### [What is needed]
Name every person mentioned in the text below about the radio program The Electric Hour.

Start of Text shown

The Electric Hour is an American old-time radio program of popular music. It was broadcast on CBS from September 20, 1944, to June 9, 1946.

Format
Nelson Eddy starred in The Electric Hour, and each episode featured a guest star who sang duets with him. Genres featured included music from films, folk songs, and "ballads from many lands". Gail Lulay, Eddy's biographer, wrote in Nelson Eddy, America's Favorite Baritone: An Authorized Biographical Tribute, "This was Nelson's dream show because it had a musical format." Lulay added that the program contained "some of Nelson's best music".

Site
The program initially originated from CBS Columbia Square in Hollywood, California. Effective with the September 16, 1945, installment, it moved to the Walt Disney Studios in Burbank, California. A report in the trade publication Billboard said that the change was caused by "acute studio space shortage at CBS".

Personnel 
Eddy was the only regular featured performer on The Electric Hour. Guests included Jeanette MacDonald, who performed with Eddy in films. Instrumental music was provided by Robert Armbruster's orchestra, and Armbruster's chorus provided vocal support. Frank Graham was the announcer, and Charles Herbert was the producer.

Sponsor
The program's title came from its sponsor, a group of electric utilities across the United States. The organization had the slogan "local electric companies — all producing power for America under American business management." The number of participating utilities was 167 in 1945.

End of Text shown
Start of Extracted entries

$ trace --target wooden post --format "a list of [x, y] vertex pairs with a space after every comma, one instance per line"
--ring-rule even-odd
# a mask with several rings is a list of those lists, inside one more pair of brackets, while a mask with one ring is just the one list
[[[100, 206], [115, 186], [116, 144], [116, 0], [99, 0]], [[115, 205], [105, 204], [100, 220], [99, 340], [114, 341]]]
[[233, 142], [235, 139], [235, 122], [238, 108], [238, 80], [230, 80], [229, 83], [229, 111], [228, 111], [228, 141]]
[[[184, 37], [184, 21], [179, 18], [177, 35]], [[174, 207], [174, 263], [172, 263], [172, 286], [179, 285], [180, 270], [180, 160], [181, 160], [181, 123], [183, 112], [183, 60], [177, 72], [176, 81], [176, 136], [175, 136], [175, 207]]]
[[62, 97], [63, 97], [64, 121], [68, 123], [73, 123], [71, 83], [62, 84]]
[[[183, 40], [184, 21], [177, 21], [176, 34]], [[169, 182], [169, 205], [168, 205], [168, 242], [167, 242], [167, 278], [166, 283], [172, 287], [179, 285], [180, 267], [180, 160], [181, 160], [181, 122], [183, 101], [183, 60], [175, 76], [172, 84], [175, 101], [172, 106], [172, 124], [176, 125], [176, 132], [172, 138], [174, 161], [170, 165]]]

End of Extracted entries

### [Response to this task]
Nelson Eddy, Gail Lulay, Jeanette MacDonald, Robert Armbruster, Frank Graham, Charles Herbert